- [Exercise task]
Find every line in the records below that contains the string "water", and copy each of those lines. Case counts.

Pointing entries for named objects:
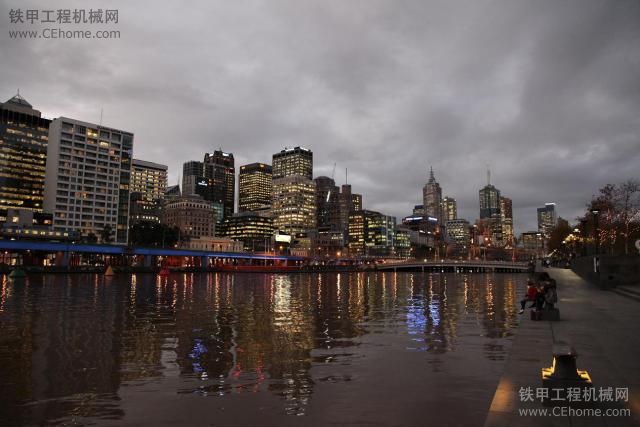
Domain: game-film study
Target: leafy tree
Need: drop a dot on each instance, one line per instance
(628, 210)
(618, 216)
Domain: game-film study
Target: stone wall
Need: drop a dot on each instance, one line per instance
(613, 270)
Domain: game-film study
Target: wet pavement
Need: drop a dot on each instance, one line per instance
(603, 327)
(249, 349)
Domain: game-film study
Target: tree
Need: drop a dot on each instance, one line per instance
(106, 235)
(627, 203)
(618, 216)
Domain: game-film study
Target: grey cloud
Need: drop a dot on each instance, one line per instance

...

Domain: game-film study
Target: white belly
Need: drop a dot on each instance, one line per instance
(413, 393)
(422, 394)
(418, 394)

--

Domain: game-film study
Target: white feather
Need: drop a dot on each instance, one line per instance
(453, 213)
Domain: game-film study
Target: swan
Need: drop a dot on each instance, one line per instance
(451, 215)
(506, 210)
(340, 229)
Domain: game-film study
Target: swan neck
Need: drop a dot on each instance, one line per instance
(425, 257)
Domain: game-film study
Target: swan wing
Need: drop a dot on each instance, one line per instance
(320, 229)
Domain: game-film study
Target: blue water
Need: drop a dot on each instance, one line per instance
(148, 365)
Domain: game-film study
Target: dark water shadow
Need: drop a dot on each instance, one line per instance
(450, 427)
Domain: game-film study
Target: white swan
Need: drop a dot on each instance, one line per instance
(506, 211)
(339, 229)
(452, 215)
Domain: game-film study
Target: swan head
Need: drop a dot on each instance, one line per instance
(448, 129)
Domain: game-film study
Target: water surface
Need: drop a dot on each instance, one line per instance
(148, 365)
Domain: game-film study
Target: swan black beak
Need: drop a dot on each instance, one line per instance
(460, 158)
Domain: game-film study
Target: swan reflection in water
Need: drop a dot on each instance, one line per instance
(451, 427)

- [Complete response]
Target: blue water
Target: dark water shadow
Target: water surface
Target: swan reflection in water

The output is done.